▼▼▼

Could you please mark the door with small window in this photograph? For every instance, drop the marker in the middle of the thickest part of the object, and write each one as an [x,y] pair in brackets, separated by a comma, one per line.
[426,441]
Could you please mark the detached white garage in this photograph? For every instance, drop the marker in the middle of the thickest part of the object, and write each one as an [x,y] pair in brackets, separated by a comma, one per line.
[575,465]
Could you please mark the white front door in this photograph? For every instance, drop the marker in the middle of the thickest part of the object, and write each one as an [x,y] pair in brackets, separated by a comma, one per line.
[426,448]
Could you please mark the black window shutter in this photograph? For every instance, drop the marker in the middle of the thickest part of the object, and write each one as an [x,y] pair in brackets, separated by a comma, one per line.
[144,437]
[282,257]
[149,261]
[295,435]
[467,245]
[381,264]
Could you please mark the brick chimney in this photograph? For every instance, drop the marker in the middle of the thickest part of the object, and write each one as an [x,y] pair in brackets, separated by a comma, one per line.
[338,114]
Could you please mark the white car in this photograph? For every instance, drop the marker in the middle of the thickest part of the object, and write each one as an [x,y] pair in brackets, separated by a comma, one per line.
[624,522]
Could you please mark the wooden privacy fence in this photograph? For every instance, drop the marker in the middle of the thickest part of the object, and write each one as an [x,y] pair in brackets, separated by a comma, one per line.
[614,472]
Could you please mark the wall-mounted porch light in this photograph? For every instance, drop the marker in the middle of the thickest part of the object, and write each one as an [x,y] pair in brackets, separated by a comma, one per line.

▲▲▲

Reproduce all of the rows above, swapping "thickest part" for "widest part" wherever it occurs and leaving everything else unchanged.

• SOLUTION TO THE EXERCISE
Could you please mark the door with small window in this photograph? For every instance, drop the marker in the middle of the widest part of the object, and write each one as an [x,y] pair in brackets, separated by a comma, one per line.
[426,441]
Could you please mark the detached white garage in this photograph? For every instance, drop the marker in the middle of the widest part of the object, and write each one as an [x,y] pair in brackets, separated by a comma, one per line.
[575,465]
Could you please mark the white front door in this photograph? For every instance, drop the marker in the middle of the widest part of the object, and write each one as an [x,y] pair in brackets, separated by a comma, one per line.
[426,448]
Could you please mark the black window shutter in this photograph? For every instance, drop the marker in the middle of the widest part of the object, and write each one as an [x,y] pair in brackets, separated by a comma, one per line.
[144,437]
[282,257]
[149,261]
[295,435]
[467,245]
[381,264]
Could you please mark the brick chimney in this photograph? For every instance, drop the marker in the middle of the widest part of the object, and write each one as an [x,y] pair in brackets, separated by a comma, one per line.
[338,114]
Could you please mark the white car in this photograph? For every instance, drop the marker in the middle of the widest part of the object, and write each one as an [x,y] pair in brackets, separated by a comma, one per line.
[624,522]
Could you please mark the wooden privacy fence in this photograph? For every instance, drop the marker in the middle of the widest part of the object, and write each one as an [x,y] pair in brackets, separated by a comma, one per line.
[614,472]
Could you please mark the wall-mounted porch light in this photograph? For every instance, drop the marker in the middle of the widest part of the object, and write each one as an [x,y] pair in brackets, separated by a comma, one per line.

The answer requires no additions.